> [Tasks]:
1 - According to the battery history, in what city was the 24th Indiana Battery organized?
2 - Return everything in the battery history from "- Active: November" down to "a three-year enlistment.", copied word for word.
──────── Page excerpt
- Active: November 29, 1862 – August 3, 1865
- Country: United States
- Allegiance: Union
- Branch: Artillery
- Engagements: Knoxville Campaign Siege of Knoxville Atlanta campaign Battle of Resaca Battle of Dallas Battle of New Hope Church Battle of Allatoona Battle of Kennesaw Mountain Siege of Atlanta Battle of Nashville

= 24th Independent Battery Indiana Light Artillery =

24th Indiana Battery Light Artillery was an artillery battery that served in the Union Army during the American Civil War.

==Service==
The battery was organized at Indianapolis, Indiana and mustered in November 29, 1862, for a three-year enlistment.

The battery was attached to District of Western Kentucky, Department of the Ohio, to June 1863. 2nd Brigade, 3rd Division, XXIII Corps, Department of the Ohio, to August 1863. 2nd Brigade, 4th Division, XXIII Corps, to October 1863. Artillery Reserve, XXIII Corps, to April 1864. Artillery, 1st Division, XXIII Corps, to July 1864. Artillery, Cavalry Division, XXIII Corps, to August 1864. Artillery, 2nd Division, XXIII Corps, to October 1864. Garrison Artillery, Nashville, Tennessee, Department of the Cumberland, to January 1865. Garrison Artillery, Louisville, Kentucky, to July 1865.

The 24th Indiana Battery Light Artillery mustered out of service on August 3, 1865.
────────────────
──────── Supplied data
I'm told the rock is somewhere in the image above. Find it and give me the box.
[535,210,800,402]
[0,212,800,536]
────────────────
> [Solutions per task]:
1 - Indianapolis, Indiana

2 -
- Active: November 29, 1862 – August 3, 1865
- Country: United States
- Allegiance: Union
- Branch: Artillery
- Engagements: Knoxville Campaign Siege of Knoxville Atlanta campaign Battle of Resaca Battle of Dallas Battle of New Hope Church Battle of Allatoona Battle of Kennesaw Mountain Siege of Atlanta Battle of Nashville

= 24th Independent Battery Indiana Light Artillery =

24th Indiana Battery Light Artillery was an artillery battery that served in the Union Army during the American Civil War.

==Service==
The battery was organized at Indianapolis, Indiana and mustered in November 29, 1862, for a three-year enlistment.